**ELENCO DEI COMPITI:**
a – Trascrivi dal brano sulla santità la parte che comincia con "In termini generali, la" e prosegue fino a "gioia di Dio.".
b – Riscrivi tutti i record sostituendo "foreground rock ledge" con "background rock ledge" e lasciando invariato il resto. Ometti le immagini dalla risposta.

In termini generali, la santità è il modo di essere di Dio; la sua rivelazione si realizza nel modo di essere di Gesù e Gesù la presenta e la inaugura per noi nel Discorso della montagna (Mt 5-7), anzitutto nella proclamazione delle Beatitudini. Esse sono infatti la “carta d’identità del cristiano” perché danno l’“identikit” di Gesù. Papa Francesco osserva: «La parola “felice” o “beato” diventa sinonimo di “santo”, perché esprime che la persona fedele a Dio e che vive la sua Parola raggiunge, nel dono di sé, la vera beatitudine» (GE 64). Essere santi, in parole povere, è essere partecipi della gioia di Dio.

Questo significa non dare per scontato cosa sia la santità, ma comprenderla col Vangelo in mano, entrando in contatto con Gesù e propiziando la relazione con Lui. Dice infatti il papa: «Ci possono essere molte teorie su cosa sia la santità, abbondanti spiegazioni e distinzioni. Tale riflessione potrebbe essere utile, ma nulla è più illuminante che ritornare alle parole di Gesù e raccogliere il suo modo di trasmettere la verità. Gesù ha spiegato con tutta semplicità che cos’è essere santi, e lo ha fatto quando ci ha lasciato le Beatitudini» (GE 63).

Lo spunto spirituale che ne deriva è un vibrante invito a mettersi realmente in gioco nel cammino della santità. I santi sono icone della Pasqua di Cristo che rimandano a Lui. È vero che le Beatitudini sono regole di felicità, ma esprimono una logica distante e contraria alla logica del mondo: il Regno di Dio è ben altro dai regni di questo mondo. Non c’è santità senza conversione, perché noi, pur attirati dal bene, ci lasciamo spesso risucchiare dal male, e solo la grazia di Dio ci può confermare nella via del Vangelo, superando la fragilità della nostra natura umana, attraverso la potenza dello Spirito: «Le Beatitudini in nessun modo sono qualcosa di leggero o di superficiale; al contrario, possiamo viverle solamente se lo Spirito Santo ci pervade con tutta la sua potenza e ci libera dalla debolezza dell’egoismo, della pigrizia, dell’orgoglio. Torniamo ad ascoltare Gesù, con tutto l’amore e il rispetto che merita il Maestro. Permettiamogli di colpirci con le sue parole, di provocarci, di richiamarci a un reale cambiamento di vita. Altrimenti la santità sarà solo parole» (GE 65-66).

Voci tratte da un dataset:
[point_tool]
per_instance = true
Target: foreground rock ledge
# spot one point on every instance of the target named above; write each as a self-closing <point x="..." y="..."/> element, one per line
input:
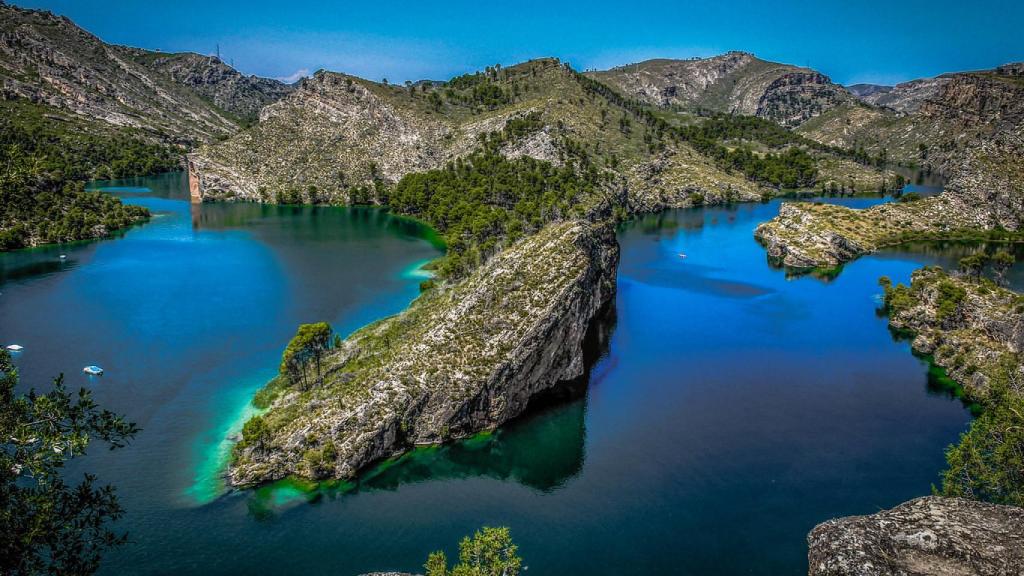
<point x="460" y="360"/>
<point x="924" y="537"/>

**RISULTATI:**
a –
In termini generali, la santità è il modo di essere di Dio; la sua rivelazione si realizza nel modo di essere di Gesù e Gesù la presenta e la inaugura per noi nel Discorso della montagna (Mt 5-7), anzitutto nella proclamazione delle Beatitudini. Esse sono infatti la “carta d’identità del cristiano” perché danno l’“identikit” di Gesù. Papa Francesco osserva: «La parola “felice” o “beato” diventa sinonimo di “santo”, perché esprime che la persona fedele a Dio e che vive la sua Parola raggiunge, nel dono di sé, la vera beatitudine» (GE 64). Essere santi, in parole povere, è essere partecipi della gioia di Dio.

b –
[point_tool]
per_instance = true
Target: background rock ledge
# spot one point on every instance of the target named above; write each as a self-closing <point x="..." y="..."/> element, one per line
input:
<point x="460" y="360"/>
<point x="924" y="537"/>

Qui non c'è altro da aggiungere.